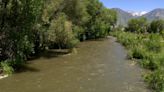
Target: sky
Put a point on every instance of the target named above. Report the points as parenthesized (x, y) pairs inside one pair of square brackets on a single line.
[(134, 5)]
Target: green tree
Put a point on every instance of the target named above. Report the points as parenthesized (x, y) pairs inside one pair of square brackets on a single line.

☆ ☆ ☆ ☆ ☆

Print the records above word for word, leaving out the pictures.

# Worked solution:
Target: sky
Put a point on every instance of the target named above. Report the points as parenthesized (x, y) pairs inside one pair of square brackets on a single line.
[(134, 5)]
Target: green tree
Put a point on every instance of the target named above. Report the points as parenthesized (x, y) pairs inside one pair of square brackets on a single line.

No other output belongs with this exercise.